◆ TASKS TO COMPLETE ◆
A - Answer the following questions about the MSD project passage, and label each answer (i), (ii) or (iii) to match its question.
(i) Which micro-frontend technology is named as a possible target for migrating the MSD dashboard?
(ii) When did the writer start the MSD project?
(iii) Who assigned tasks to the Admin group?
B - Rewrite the stretch of the MSD project passage from "3 - Access to" through "(Cube CTL commands)", swapping "semester" for "term" everywhere it appears.
C - Continue the MSD project passage, starting right after its last sentence.

◆ SELECTED PASSAGE ◆
§

We have presented and evaluated three possible approaches for building the MSD dashboard in micro-frontends. Approach I, in particular, can be realized with a reasonable amount of effort. The feature of integrating player frontends is also feasible with some effort, and this documentation provides starting points for it. As the next possible step, the MSD dashboard could be migrated to a micro-frontend technology like Single-SPA or similar. The current state of the map will initially remain unchanged. After that, the feature of integrating player frontends could be implemented. Finally, the map could be converted into micro-frontends. The advantages of micro-frontends are not particularly relevant in our situation from a pragmatic perspective, as we do not have business use cases where loose coupling is of particular importance, such as when outages are associated with financial loss or when we have many teams working simultaneously on an application. However, this would create a very realistic working environment, as found in many large companies like Rewe Digital, Zalando, etc.

3 - Access to the Rancher cluster and deployment of players

Main project:

The project aims to deploy a player onto the Rancher cluster. This involves creating a personal access account for the cluster.

Below, I describe my past tasks in this project:

• Started the MSD project at the beginning of the summer semester 2023
• Assigned to the Admin group together with Maik, with Fijola assigning us tasks
• The main tasks in the first semester were getting familiar with “K3s,” “K8s,” and the “Goedel Cluster”, as well as understanding the current MSD environment
• This phase ended with a presentation by Maik and me on the basics (Cube CTL commands)
• Various experiments, ranging from small to larger ones, were conducted with the cluster, all orchestrated by Fijola
• After the Code Fight, the goal was to work on a specific topic to complete our individual projects. The idea was to create a script that could restore the entire cluster. However, this turned out to be a short-term solution.

§

◆ SUPPLIED ENTRIES ◆
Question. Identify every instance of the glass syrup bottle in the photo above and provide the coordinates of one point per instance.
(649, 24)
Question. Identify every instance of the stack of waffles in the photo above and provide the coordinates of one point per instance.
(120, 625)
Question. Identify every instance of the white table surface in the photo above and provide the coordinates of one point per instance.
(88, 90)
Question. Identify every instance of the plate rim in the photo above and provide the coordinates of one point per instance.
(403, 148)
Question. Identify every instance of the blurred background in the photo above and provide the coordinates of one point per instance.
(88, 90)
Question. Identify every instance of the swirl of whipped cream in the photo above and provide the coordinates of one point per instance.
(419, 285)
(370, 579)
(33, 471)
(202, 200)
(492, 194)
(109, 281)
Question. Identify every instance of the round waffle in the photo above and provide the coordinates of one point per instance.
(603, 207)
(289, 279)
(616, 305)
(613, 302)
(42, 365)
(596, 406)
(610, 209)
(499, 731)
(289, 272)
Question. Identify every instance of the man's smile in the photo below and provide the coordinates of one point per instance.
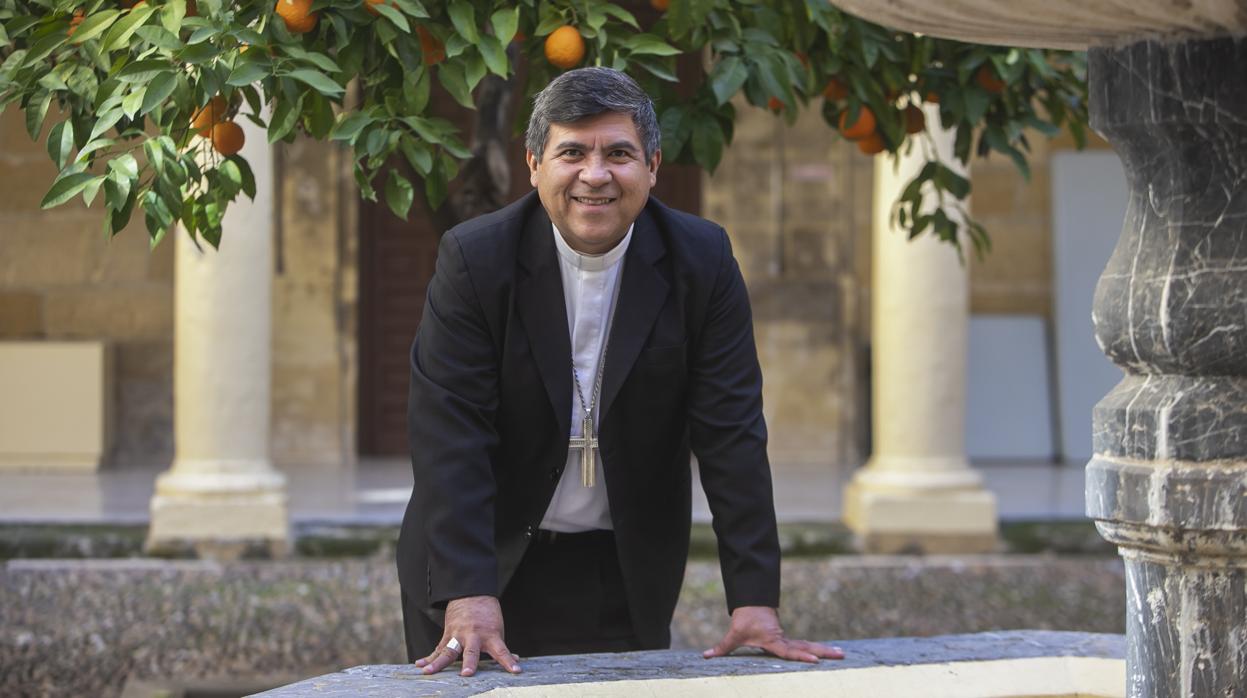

§

◆ REPLIES ◆
A -
(i) Single-SPA
(ii) At the beginning of the summer semester 2023
(iii) Fijola

B -
3 - Access to the Rancher cluster and deployment of players

Main project:

The project aims to deploy a player onto the Rancher cluster. This involves creating a personal access account for the cluster.

Below, I describe my past tasks in this project:

• Started the MSD project at the beginning of the summer term 2023
• Assigned to the Admin group together with Maik, with Fijola assigning us tasks
• The main tasks in the first term were getting familiar with “K3s,” “K8s,” and the “Goedel Cluster”, as well as understanding the current MSD environment
• This phase ended with a presentation by Maik and me on the basics (Cube CTL commands)

C -
• At the beginning of 2024, it became clear that we could use Terraform. Fijola set up Terraform.
• I then took on the final project of automating the deployment of players.
• Additionally, I have written the documentation for the OpenTofu (currently still referred to as Terraform) page, which includes only the key points. The more detailed documentation has been stored in the DevOps Guide, where both the code and the general handling of OpenTofu are explained.

4 - DevOps-Team Contribution of Bernhard

Contribute to the making of a new standard of how the costume helm charts are structured and then applied these to the core service gamelog and the player skeletons kotlin, python, rust, type-script. Changes have already been made and merged.

The configuration of the Bitnami MariaDB chart so it can be made into a central DB reducing the resources need for deployment in minikube or Kubernetes. The Bitnami has a sh script in its value file that setups all needed namespaces, databases, users for each core service. The value file is completely deployment ready and only waits for the changes in the core services helm charts to link to it and have it in the deployment systemt for kubernetes and minikube.

The configuration of the Bitnami PostgresSQL DB to be a central DB like MariaDB with the same goals of reduces need deploment resources. It also incoperates a sh script in its value file to setup the namespaces, databases, users for the services that depened on it. After the requirements of how to setup the user, databases were changed from sql file to sh script for potential more posiibities, the Script would no longer work and still needs to be fixed. The individual commands are verified that they work.

The surrealDB configuration helm chart is a one to one extraction from dashboard as the only service that uses it. It was attempted to make it have a setup script like the other two DB but the complexity of the helm chart configuration has made it not worth it as only one service uses it.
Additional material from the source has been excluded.